## [What you should do]
The answer must be a single number: how many lines of the records below contain "instance".
============
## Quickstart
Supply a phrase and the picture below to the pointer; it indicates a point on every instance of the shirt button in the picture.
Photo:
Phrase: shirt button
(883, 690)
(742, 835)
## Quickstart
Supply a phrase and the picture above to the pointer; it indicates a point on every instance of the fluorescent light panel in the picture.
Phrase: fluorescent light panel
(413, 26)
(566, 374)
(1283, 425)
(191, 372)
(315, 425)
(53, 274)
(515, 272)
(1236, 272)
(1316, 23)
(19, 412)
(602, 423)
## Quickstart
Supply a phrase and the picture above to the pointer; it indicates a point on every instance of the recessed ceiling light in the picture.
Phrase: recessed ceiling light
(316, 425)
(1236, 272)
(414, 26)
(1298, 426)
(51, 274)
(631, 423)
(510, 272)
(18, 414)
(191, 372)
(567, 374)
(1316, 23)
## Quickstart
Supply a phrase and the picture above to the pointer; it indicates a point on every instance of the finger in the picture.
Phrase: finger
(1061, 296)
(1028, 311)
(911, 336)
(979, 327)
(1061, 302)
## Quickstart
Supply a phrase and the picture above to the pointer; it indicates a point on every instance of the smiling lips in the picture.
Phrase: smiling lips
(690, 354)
============
## [The answer]
5